# TEXT:
━━━━━━━━━━━━━━━━

Image courtesy of Netflix

By the time Annie takes the C pill in Ceci N’est Pas Une Drill – the seventh episode – she is ready to tackle her trauma head-on. This time, we head into a medieval, Lord of The Rings-style reflection, where Ellie is an Elven princess and Annie is a ranger “Blurred by drink and greed.” These characterisations demonstrate Annie’s unhealthy coping mechanisms and her newfound recognition of them, as well as her tendency to put her sister on a pedestal — both of which are inherent traits of BPD. After almost being trapped in a vegetative state by the experiment’s grieving supercomputer — one of the series’ more abstract conceptions of mental illness — Annie escapes, and in the penultimate episode Utangatta speaks to her sister for the last time. She apologises and can finally let go of the guilt she has harboured for so long, “I’m sorry I was drunk at your funeral”, she cries, ”and I’m sorry I was so awful to you at the motel.” Coming to terms with the more challenging parts of her diagnosis — her tendency to split, to erupt with anger and her disorganised attachment style — and working on them without returning to a cycle of self-loathing, is a crucial part of recovery, and reminiscent of the skills learnt in DBT. It’s refreshing to see someone grow in self-awareness so much, from using relationships to manipulate her way into the trial at the show’s beginning, to developing connections that are empathetic and emotionally fulfilling. Annie continues these relationships in Option C, the final episode , reconciling with her dad and maintaining her friendship with Owen.

In contrast to its visual and narrative absurdity, Maniac serves as a refreshing dose of reality for those of us with BPD. We see for the first time a protagonist with the condition who is neither demonised nor romanticised and whose illness — despite dominating her relationships and causing her a great deal of pain — does not minimise her personality. Maniac’s writers have ensured that Annie’s character is fully fleshed out; she is empathetic, loyal, intelligent, funny, and so much more. Owen’s schizophrenia is explored too in a sensitive and informative way that is more than deserving of a separate analysis. There is a real sense here that Maniac’s writers are breaking boundaries by deliberately focusing on highly stigmatised conditions, which director Cary Fukunaga admits to wanting to do here in an interview with Bustle.

━━━━━━━━━━━━━━━━

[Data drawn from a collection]
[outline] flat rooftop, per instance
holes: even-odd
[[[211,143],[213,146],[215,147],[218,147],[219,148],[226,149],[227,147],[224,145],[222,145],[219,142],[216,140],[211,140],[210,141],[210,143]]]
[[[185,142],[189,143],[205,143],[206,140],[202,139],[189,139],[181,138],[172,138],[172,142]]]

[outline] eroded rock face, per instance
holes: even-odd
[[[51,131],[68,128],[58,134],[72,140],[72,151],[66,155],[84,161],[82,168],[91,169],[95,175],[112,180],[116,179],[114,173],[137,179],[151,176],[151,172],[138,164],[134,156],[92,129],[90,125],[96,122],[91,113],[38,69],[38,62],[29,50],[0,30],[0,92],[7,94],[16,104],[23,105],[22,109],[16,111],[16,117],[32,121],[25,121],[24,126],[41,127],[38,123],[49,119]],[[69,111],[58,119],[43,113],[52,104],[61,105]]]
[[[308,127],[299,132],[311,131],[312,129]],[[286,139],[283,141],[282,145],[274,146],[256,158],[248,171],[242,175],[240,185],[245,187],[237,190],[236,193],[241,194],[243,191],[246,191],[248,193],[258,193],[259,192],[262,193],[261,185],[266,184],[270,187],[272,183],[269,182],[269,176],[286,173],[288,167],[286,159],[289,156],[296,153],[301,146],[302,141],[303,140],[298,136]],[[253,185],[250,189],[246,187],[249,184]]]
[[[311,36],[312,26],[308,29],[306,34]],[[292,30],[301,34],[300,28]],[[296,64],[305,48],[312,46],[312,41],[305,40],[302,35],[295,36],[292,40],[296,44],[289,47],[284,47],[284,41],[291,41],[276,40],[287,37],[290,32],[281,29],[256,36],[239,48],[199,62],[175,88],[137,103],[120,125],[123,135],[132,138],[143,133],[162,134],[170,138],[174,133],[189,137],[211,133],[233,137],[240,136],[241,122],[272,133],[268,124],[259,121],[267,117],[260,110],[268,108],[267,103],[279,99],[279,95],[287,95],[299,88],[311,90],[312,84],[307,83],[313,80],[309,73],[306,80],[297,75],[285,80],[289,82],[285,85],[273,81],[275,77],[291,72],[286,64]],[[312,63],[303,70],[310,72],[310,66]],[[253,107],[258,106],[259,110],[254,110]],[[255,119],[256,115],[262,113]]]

━━━━━━━━━━━━━━━━

# EXERCISES:
- A) In the review of Maniac, what role does Ellie have in the medieval reflection in the seventh episode?
- B) Write out the portion of the review of Maniac between "In contrast to" and "interview with Bustle.", inclusive.
- C) Summarize the review of Maniac in two sentences.
This listing has no connection to the review of Maniac that precedes it.

# SOLVED TASKS:
- A) An Elven princess.

- B)
In contrast to its visual and narrative absurdity, Maniac serves as a refreshing dose of reality for those of us with BPD. We see for the first time a protagonist with the condition who is neither demonised nor romanticised and whose illness — despite dominating her relationships and causing her a great deal of pain — does not minimise her personality. Maniac’s writers have ensured that Annie’s character is fully fleshed out; she is empathetic, loyal, intelligent, funny, and so much more. Owen’s schizophrenia is explored too in a sensitive and informative way that is more than deserving of a separate analysis. There is a real sense here that Maniac’s writers are breaking boundaries by deliberately focusing on highly stigmatised conditions, which director Cary Fukunaga admits to wanting to do here in an interview with Bustle.

- C) After taking the C pill in the seventh episode, Annie confronts her trauma in a medieval reflection and, in the penultimate episode, speaks to her sister for the last time, apologizing and letting go of long-held guilt as she comes to terms with the harder parts of her BPD diagnosis. The review praises Maniac as the first portrayal of a protagonist with BPD who is neither demonized nor romanticized and whose character is fully fleshed out.